WORK REQUIRED: Transcribe the entries exactly as given and skip whatever images they hold.

● ● ● ●

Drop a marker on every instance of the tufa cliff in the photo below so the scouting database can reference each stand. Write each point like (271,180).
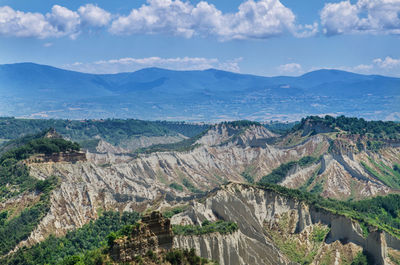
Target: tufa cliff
(224,153)
(153,233)
(277,229)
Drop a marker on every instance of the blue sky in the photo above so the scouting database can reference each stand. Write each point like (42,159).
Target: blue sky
(264,37)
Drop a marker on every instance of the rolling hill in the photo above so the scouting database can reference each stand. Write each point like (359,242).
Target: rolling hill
(32,90)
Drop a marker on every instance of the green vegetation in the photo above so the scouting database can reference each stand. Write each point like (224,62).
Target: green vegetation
(178,257)
(181,146)
(75,244)
(176,186)
(373,129)
(381,212)
(280,127)
(15,179)
(173,211)
(247,174)
(20,227)
(207,227)
(241,123)
(319,233)
(113,131)
(384,173)
(361,259)
(279,173)
(189,185)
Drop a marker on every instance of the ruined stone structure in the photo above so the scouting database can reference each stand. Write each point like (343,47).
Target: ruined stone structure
(152,233)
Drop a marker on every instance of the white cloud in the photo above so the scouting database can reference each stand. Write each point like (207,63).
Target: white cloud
(387,63)
(290,68)
(253,20)
(365,16)
(383,66)
(60,22)
(65,21)
(132,64)
(95,16)
(363,67)
(20,24)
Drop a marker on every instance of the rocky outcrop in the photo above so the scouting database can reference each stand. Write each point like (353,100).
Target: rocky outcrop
(121,182)
(69,157)
(152,233)
(254,208)
(232,249)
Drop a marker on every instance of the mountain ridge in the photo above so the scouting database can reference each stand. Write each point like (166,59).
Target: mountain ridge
(33,90)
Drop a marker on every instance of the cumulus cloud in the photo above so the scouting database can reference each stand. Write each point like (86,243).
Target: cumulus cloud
(384,66)
(254,19)
(132,64)
(365,16)
(60,22)
(95,16)
(290,68)
(387,63)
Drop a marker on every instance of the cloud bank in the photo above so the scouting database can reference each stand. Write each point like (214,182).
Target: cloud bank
(60,22)
(253,20)
(365,16)
(132,64)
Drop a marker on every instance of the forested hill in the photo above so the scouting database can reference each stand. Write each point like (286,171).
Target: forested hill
(32,90)
(111,130)
(360,126)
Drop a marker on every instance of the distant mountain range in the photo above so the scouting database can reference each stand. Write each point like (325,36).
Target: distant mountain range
(32,90)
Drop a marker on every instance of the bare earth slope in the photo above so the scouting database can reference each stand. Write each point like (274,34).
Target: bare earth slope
(111,181)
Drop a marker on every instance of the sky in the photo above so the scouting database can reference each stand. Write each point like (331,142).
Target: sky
(264,37)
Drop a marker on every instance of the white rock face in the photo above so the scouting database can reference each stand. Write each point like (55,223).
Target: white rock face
(252,208)
(120,182)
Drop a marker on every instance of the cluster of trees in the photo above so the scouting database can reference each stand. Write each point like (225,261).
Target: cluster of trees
(382,211)
(181,146)
(206,227)
(40,146)
(376,129)
(18,228)
(174,257)
(280,127)
(112,130)
(15,179)
(241,123)
(279,173)
(81,244)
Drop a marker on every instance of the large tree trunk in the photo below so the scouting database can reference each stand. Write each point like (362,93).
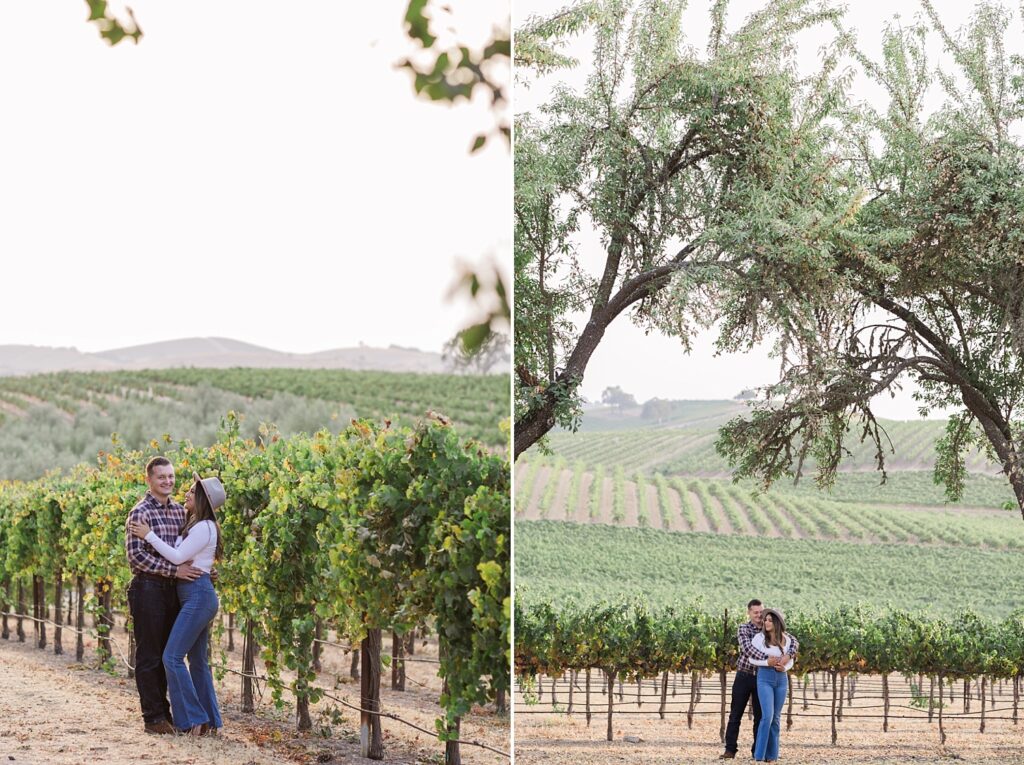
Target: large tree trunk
(371,740)
(248,667)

● ● ● ●

RESULT OF THE EXERCISE:
Drop a marker on every instance of the tufa cliff in the photo below so the scouting database can reference each stand. Write each point like (271,180).
Target: tufa cliff
(224,153)
(153,233)
(277,229)
Drop a marker on every instance of the blue sky in the photo above so the scouting database can reference each stand. Write each point like (42,159).
Target: blue sky
(264,37)
Drop a marker on every instance of the rolling hill in the photo above so the scouting database can reference each stand. Write each point like (359,242).
Target: rolling hill
(32,90)
Drop a marker on every instance of the green vegetation in the photo above so the scouting database can reference each stand. Write each point like (224,62).
Target: green vegetation
(178,257)
(181,146)
(75,244)
(176,186)
(373,129)
(381,212)
(280,127)
(15,179)
(173,211)
(247,174)
(20,227)
(207,227)
(241,123)
(319,233)
(113,131)
(384,173)
(361,259)
(279,173)
(189,185)
Drop a marker on every instance of the ruined stone structure in the photo above so the scouting database can reference each stand. Write each point like (343,47).
Target: ruined stone structure
(152,233)
Drop a marker on every instance of the white cloud in the photo above so the scouting database can reference each stand. Write each point like (207,63).
Target: white cloud
(387,63)
(290,68)
(253,20)
(365,16)
(383,66)
(60,22)
(65,21)
(132,64)
(95,16)
(363,67)
(20,24)
Drop a marker on every instance of the rocky outcrop in the photo above so the scouting database can reference each stand. Write each point like (353,100).
Target: rocky outcrop
(121,182)
(69,157)
(152,233)
(254,208)
(232,249)
Drop a marker on every instance of the mountain ridge in the photo above so the scouting database can reference each stand. Write each point like (166,59).
Target: mountain ridge
(33,90)
Drop a marker on every instance of the cumulus cloud in the photo above so the scouting database can reference each stand. Write each point like (86,243).
Target: cumulus cloud
(384,66)
(254,19)
(132,64)
(365,16)
(60,22)
(95,16)
(290,68)
(387,63)
Drop a marker on every instance of the cloud bank in the photo above so the scouting database can reference each stand. Write each point like (214,182).
Target: cloud bank
(60,22)
(253,20)
(365,16)
(132,64)
Drop a marker on every instance of the forested hill in the photo above so the scouting database can reference each stand. Write each point like (286,171).
Target: forested hill
(32,90)
(111,130)
(360,126)
Drop a marker on every instance of the distant mountain range in the photo above so the scouting database can reference each stand. Write each point like (325,36).
Target: distant mountain range
(32,90)
Drop a marker on every instance of the bare earth slope in the photo above so the scouting database can reference each stand. Write each point like (274,34).
Target: bare earth slope
(111,181)
Drop a marker on every instance of the sky in the photo above so the scouting database can reference each stand. Write each point like (331,142).
Target: sky
(264,37)
Drop a marker on every instance of the white rock face in the photo above so the scouting database can reference each stand. Write each point like (55,223).
Target: white rock face
(252,208)
(120,182)
Drop a marker on every instance of the cluster of trees in the photo above so the scouting database can reference each stand. Write each point like (225,261).
Target: cluster of trees
(382,211)
(181,146)
(206,227)
(40,146)
(376,129)
(18,228)
(174,257)
(280,127)
(112,130)
(15,179)
(241,123)
(279,173)
(81,244)
Drop a marker on every instance of the large tree trunk in the photo below so the scouting database can reference each stand. Write each point like (362,93).
Target: large tree trunk
(371,740)
(248,667)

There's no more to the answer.